Aim =>
Answer these questions from the post about fall in Fairbanks:
(a) Which event marks the start of fall in Fairbanks?
(b) What kind of blueberries did the group pick?
(c) Where did they drive afterward, and what did they eat there?

Selection =>
Monday, August 28, 2006

Rejected from High School

Fall doesn't start in Fairbanks until the Tanana Valley Fair. With perfect timing, the day the fair opens it starts raining. It hasn't stopped for weeks. I asked when it would stop & cringed to the response. "It doesn't, it just turns into snow."

The fair was different. Everyone was excited about the rides & the food. There were gyros! $10 to get in to just for Greek food. Atleast I got in for free. I was helping out the Interior AIDS Assoc. by giving them bathroom breaks. One break a man came up to tell me how you cure AIDS by basic cow husbandry. Apparently a calf doesn't have an immune system without three weeks of saturation with milk. He believed you could rebuild immune systems in humans this way. The conversation ended when I got serenaded by the barber shop octet.

Before it started raining I went berry picking with two coworkers. It was disturbing when they called Itchy "bear bait." Bears love blueberries. Luckily they like them at a late ripeness then we do. That doesn't mean that you don't keep a wary eye out. The way to keep a good distance between you & bears is noise. Some people attach sleigh bells to their clothes. I personally think that's like a dinner bell. James likes to do Mr.T impressions while Mike sang. With those two carrying on we spent an afternoon on our bellys picking low-bush blueberries. Then we drove to Chattanika Lodge to eat a Dredge burger while basset hounds lay at your feet.

Information provided =>

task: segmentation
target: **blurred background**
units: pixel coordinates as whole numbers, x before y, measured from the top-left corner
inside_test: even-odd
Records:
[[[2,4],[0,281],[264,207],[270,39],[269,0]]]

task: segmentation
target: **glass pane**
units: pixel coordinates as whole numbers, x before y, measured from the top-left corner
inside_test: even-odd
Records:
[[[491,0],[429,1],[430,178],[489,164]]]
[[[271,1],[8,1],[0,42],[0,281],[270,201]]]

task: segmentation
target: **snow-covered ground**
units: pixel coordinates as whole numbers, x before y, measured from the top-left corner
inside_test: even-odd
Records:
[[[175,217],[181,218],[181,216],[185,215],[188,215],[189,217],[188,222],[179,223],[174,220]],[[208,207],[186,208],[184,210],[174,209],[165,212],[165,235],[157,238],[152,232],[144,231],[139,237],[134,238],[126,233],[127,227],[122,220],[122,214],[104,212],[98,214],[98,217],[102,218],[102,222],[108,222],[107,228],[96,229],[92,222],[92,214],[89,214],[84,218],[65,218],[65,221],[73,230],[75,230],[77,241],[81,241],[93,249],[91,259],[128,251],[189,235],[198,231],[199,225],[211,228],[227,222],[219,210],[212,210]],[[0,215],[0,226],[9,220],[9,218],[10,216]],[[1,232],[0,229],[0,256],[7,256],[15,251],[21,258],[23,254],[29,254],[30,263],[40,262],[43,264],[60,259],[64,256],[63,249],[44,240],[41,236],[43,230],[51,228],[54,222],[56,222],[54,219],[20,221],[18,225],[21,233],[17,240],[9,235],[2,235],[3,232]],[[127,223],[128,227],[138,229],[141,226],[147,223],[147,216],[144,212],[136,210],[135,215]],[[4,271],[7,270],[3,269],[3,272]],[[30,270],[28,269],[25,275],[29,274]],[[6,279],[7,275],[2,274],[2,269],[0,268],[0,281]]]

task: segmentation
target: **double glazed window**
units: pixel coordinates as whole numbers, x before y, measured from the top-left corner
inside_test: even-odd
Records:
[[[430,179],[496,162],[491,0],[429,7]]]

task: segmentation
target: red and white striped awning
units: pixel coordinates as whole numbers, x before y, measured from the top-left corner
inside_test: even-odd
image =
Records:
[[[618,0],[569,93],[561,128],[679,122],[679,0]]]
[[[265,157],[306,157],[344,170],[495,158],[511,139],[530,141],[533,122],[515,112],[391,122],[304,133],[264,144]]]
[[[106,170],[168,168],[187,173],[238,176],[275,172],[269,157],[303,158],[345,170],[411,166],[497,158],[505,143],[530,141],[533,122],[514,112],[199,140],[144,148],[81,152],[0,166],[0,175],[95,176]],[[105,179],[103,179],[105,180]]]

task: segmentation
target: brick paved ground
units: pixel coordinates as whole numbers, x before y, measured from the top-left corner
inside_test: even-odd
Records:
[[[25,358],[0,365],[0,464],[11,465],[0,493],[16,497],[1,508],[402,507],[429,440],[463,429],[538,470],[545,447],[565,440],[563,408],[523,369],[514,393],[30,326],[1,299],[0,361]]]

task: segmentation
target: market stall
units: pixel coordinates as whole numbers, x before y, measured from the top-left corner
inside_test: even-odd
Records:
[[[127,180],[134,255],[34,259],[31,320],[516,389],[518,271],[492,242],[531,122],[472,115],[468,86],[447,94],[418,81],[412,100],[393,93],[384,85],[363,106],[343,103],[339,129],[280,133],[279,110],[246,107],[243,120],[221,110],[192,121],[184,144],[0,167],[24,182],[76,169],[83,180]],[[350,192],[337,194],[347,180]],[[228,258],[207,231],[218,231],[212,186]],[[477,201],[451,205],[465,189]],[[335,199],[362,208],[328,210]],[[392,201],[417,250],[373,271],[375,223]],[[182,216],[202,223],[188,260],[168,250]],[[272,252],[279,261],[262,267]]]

Solution for this problem =>
(a) The Tanana Valley Fair.
(b) Low-bush blueberries.
(c) They drove to Chattanika Lodge and ate a Dredge burger.